▶ _Provided data_
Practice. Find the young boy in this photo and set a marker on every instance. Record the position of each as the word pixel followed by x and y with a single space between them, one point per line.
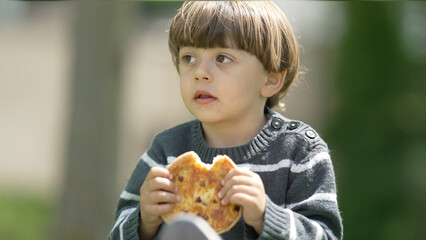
pixel 236 60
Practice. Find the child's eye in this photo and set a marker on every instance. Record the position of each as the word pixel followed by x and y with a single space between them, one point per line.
pixel 188 59
pixel 223 59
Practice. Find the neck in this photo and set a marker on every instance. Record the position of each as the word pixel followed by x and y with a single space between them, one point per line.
pixel 232 134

▶ _Short problem_
Turn the listing above into a Markdown table with two columns, Row and Line, giving each non-blank line its own numbered row. Leave the pictures out of the table.

▶ _Written response_
| Row | Line |
|---|---|
| 1 | Practice. Find the young boy in this photo and set a marker on every instance. Record the position of each as the word pixel followed by x and y with a single space between them, one point per line. |
| 2 | pixel 236 60 |
| 3 | Practice. Find the child's eye in this photo and set a marker on every instance. Record the position of each as the word pixel followed by x and y with a single space between them, one point per line. |
| 4 | pixel 188 59 |
| 5 | pixel 223 59 |
| 6 | Practice. Find the neck in this photo and set a marker on every instance. Record the position of each as the word pixel followed by x and y with a single space between them, one point per line. |
| 7 | pixel 232 134 |